**Passage provided**
════════

A lot of stories have existed between us for years that still haven’t been written. They are waiting for the right conditions or circumstances in the world to emerge or in ourselves. Maybe we still have work to do on ourselves in order to be the kind of people who can facilitate them or achieve them?

So that’s the kind of work that we do. That thinking, debating, pondering, and questioning is so much more important than the actual physical writing part, which happens pretty effortlessly if you have your flight plan in order,” adds Batmanglij.

Writing Voice

We asked Brit Marling and Zal Batmanglij what defines their writing. “I think we’re very interested in outsiders versus insiders and the idea of what groups are established, or sanctioned, or have power. What does it mean to be an underdog outsider and to try to infiltrate it? What happens when you do?” asks Brit.

I think there’s also been a desire to try to write the kind of women that we know in our lives – our mothers and our friends, that when I go to the cinema or turn on my TV, I often feel a little bereft for the lack of these deep, strong, complicated, evolved women that are in the world, but less in our storytelling,” continues Brit.

When we’re reinventing genres we need to be more inclusive. I think the key to writing a murder mystery is probably to know your ending and to know that your ending has something to say. Once you have that ending, everything from there becomes quite clear in what you need to set up, who you need to set up, who the characters are, and where they have to move to arrive at that place,” concludes Marling.

════════

**Problem details**
Answer these questions using the writing interview above.
1. What does Batmanglij say is much more important than the physical writing?
2. What kind of women does Brit say there has been a desire to write?
3. What does Marling call the probable key to writing a murder mystery?

════════

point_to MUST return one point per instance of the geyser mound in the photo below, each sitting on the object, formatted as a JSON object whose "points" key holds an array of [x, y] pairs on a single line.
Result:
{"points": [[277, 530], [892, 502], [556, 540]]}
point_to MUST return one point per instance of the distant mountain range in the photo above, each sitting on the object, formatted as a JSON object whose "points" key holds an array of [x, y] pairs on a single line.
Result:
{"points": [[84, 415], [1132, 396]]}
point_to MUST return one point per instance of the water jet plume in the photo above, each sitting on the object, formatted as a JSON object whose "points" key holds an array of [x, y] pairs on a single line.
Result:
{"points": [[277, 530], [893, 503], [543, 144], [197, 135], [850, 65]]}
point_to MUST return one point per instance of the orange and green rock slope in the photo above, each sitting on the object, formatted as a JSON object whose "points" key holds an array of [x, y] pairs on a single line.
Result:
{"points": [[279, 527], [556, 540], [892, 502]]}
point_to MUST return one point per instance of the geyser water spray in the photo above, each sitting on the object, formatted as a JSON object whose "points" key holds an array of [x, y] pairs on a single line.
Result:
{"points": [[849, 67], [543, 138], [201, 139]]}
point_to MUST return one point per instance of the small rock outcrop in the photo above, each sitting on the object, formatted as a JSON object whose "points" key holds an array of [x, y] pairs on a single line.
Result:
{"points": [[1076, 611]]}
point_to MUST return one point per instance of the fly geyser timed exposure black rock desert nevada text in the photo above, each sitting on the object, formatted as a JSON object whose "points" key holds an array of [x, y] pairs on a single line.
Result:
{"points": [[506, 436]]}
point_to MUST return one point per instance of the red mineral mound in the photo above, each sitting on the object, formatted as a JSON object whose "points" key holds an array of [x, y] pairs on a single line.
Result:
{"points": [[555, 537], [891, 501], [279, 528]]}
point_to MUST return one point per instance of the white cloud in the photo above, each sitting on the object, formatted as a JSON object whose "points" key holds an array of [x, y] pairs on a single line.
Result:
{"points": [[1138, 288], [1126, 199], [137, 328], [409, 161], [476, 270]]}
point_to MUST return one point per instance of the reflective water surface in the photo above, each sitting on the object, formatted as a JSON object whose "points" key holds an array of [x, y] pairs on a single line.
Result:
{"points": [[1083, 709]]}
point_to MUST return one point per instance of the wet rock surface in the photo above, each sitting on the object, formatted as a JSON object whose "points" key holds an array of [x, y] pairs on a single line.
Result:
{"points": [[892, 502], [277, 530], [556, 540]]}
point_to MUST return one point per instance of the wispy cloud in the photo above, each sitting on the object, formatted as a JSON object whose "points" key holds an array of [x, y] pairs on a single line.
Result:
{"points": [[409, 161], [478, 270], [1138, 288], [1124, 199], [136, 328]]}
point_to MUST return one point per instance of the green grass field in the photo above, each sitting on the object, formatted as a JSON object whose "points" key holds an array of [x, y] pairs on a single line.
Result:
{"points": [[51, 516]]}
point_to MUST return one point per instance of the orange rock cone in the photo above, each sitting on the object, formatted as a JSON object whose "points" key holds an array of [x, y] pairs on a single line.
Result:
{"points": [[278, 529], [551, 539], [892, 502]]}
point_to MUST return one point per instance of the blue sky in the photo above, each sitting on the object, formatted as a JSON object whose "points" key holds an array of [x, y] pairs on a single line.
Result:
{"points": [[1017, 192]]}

════════

**Reply**
1. Thinking, debating, pondering, and questioning.
2. The kind of women they know in their lives, such as their mothers and friends.
3. Knowing your ending and knowing that your ending has something to say.